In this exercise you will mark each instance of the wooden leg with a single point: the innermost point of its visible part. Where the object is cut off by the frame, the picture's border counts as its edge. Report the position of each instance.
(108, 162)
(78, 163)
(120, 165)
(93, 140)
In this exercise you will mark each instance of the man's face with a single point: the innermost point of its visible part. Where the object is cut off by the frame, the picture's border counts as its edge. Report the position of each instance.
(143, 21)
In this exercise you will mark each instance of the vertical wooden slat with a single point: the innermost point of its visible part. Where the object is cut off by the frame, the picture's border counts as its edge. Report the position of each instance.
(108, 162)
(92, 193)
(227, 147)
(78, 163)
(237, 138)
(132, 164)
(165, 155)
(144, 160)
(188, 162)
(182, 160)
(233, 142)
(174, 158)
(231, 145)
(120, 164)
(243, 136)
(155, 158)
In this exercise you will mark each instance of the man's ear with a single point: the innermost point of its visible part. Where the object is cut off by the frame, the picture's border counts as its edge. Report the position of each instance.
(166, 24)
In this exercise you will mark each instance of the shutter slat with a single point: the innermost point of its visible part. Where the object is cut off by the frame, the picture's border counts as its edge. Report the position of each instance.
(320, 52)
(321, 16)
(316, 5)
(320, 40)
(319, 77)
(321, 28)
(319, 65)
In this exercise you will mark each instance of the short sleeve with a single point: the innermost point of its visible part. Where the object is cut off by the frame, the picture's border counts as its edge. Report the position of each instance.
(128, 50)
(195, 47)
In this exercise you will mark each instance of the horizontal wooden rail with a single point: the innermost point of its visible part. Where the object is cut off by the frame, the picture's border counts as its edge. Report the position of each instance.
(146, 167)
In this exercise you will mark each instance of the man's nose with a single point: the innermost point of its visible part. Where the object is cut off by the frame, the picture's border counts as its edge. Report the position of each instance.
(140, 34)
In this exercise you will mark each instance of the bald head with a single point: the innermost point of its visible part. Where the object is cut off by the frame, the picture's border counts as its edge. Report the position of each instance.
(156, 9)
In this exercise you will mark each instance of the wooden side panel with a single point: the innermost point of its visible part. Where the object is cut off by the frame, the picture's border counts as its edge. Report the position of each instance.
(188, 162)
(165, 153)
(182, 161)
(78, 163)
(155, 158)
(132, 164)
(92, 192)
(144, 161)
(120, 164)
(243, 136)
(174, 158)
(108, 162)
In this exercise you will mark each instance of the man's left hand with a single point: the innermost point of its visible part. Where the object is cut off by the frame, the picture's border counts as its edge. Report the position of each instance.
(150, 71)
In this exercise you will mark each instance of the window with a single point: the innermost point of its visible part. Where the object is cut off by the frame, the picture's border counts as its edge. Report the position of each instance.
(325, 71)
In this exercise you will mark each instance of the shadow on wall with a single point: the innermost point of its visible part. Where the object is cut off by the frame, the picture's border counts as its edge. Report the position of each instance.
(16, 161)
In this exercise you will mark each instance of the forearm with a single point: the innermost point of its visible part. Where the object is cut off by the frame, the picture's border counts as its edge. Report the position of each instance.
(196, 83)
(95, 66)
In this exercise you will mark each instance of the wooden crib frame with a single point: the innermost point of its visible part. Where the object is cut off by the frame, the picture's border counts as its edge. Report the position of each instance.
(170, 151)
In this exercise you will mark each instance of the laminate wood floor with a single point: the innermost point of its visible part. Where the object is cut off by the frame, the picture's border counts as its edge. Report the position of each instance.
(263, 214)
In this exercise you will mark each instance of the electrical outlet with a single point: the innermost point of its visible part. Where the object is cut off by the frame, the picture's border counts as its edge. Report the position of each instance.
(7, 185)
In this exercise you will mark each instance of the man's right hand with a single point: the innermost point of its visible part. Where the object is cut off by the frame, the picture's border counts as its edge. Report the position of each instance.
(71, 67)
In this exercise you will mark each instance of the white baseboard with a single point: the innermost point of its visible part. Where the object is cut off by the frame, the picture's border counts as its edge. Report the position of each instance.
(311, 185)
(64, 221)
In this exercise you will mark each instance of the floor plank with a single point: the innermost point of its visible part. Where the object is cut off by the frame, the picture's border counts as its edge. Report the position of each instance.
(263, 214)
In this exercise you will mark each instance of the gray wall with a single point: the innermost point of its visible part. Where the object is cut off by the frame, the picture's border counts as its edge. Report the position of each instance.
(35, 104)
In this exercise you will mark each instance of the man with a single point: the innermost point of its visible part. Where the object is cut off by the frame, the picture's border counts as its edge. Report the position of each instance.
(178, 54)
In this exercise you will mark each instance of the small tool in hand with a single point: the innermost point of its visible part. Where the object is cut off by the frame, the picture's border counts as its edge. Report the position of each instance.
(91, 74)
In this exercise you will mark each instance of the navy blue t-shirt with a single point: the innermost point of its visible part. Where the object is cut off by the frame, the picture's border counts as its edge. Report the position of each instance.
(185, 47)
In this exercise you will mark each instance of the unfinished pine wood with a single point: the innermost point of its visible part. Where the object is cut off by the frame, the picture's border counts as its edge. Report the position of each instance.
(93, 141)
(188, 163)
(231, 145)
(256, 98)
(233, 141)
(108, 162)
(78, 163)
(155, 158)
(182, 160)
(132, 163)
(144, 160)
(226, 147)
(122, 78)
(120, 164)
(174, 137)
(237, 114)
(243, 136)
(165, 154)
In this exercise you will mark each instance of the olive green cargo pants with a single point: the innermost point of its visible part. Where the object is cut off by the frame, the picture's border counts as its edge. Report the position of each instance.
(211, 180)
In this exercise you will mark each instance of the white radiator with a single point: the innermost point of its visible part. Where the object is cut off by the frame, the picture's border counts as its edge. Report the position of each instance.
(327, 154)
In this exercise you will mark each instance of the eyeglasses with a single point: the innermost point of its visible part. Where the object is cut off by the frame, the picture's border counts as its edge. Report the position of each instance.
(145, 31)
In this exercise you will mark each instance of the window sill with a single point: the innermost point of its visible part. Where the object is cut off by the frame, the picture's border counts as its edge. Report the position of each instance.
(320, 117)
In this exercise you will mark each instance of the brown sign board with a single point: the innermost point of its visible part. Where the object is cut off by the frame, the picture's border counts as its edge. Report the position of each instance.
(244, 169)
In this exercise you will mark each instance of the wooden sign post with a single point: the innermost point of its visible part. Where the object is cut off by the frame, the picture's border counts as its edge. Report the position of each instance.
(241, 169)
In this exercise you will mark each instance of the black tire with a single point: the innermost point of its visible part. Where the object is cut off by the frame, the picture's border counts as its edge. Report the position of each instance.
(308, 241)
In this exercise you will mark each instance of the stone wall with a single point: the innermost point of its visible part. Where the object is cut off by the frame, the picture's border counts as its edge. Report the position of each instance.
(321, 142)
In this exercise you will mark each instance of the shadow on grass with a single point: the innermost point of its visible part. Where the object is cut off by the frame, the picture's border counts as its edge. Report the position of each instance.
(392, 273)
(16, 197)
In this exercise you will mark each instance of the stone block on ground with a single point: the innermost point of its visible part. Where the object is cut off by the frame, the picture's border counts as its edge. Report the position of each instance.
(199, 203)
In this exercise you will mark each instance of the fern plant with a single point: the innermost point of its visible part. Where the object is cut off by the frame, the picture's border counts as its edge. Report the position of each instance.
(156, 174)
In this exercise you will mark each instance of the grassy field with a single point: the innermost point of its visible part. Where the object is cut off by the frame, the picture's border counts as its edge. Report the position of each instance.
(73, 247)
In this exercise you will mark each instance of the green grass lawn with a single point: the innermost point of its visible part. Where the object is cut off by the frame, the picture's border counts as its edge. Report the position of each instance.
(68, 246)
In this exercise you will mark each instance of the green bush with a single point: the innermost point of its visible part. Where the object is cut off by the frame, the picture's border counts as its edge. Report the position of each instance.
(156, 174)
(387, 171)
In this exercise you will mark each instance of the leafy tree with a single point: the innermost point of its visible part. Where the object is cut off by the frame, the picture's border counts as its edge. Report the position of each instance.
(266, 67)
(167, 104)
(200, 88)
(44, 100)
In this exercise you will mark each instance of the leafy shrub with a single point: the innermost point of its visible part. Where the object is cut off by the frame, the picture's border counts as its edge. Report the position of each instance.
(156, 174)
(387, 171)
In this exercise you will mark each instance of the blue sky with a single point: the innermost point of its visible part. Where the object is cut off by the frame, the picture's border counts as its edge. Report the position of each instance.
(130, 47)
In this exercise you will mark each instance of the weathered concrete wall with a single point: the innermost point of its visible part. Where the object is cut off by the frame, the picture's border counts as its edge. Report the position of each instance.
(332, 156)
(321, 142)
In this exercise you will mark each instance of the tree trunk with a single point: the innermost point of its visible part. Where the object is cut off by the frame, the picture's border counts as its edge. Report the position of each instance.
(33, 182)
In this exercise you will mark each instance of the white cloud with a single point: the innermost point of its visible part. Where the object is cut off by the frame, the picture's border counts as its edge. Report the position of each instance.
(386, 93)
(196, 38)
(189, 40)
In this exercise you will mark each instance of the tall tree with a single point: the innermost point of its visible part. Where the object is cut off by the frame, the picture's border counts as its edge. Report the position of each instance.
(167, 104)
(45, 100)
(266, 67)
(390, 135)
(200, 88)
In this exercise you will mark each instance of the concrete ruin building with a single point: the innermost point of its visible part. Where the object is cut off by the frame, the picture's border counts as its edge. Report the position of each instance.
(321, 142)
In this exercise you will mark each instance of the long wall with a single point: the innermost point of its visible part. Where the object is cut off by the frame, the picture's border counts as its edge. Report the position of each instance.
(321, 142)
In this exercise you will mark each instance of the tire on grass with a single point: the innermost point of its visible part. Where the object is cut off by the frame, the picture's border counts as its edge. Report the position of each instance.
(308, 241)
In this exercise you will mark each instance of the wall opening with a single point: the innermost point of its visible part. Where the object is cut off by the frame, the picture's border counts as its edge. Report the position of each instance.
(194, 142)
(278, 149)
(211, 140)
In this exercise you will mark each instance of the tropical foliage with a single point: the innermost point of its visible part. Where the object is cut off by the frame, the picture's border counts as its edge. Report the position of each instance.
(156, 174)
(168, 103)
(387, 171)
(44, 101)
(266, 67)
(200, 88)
+++
*Required work*. Please return exactly the lines from the one containing "In this exercise you will mark each instance of the tropical" through the end of the entries above, adding no other line.

*Task response*.
In this exercise you will mark each instance of the tropical foliage with a single point: the innermost point of its visible part. Where the object is cut off by the frame, the picture's border counts as its edge. Report the position of each instance.
(156, 174)
(168, 103)
(387, 171)
(44, 101)
(266, 67)
(200, 88)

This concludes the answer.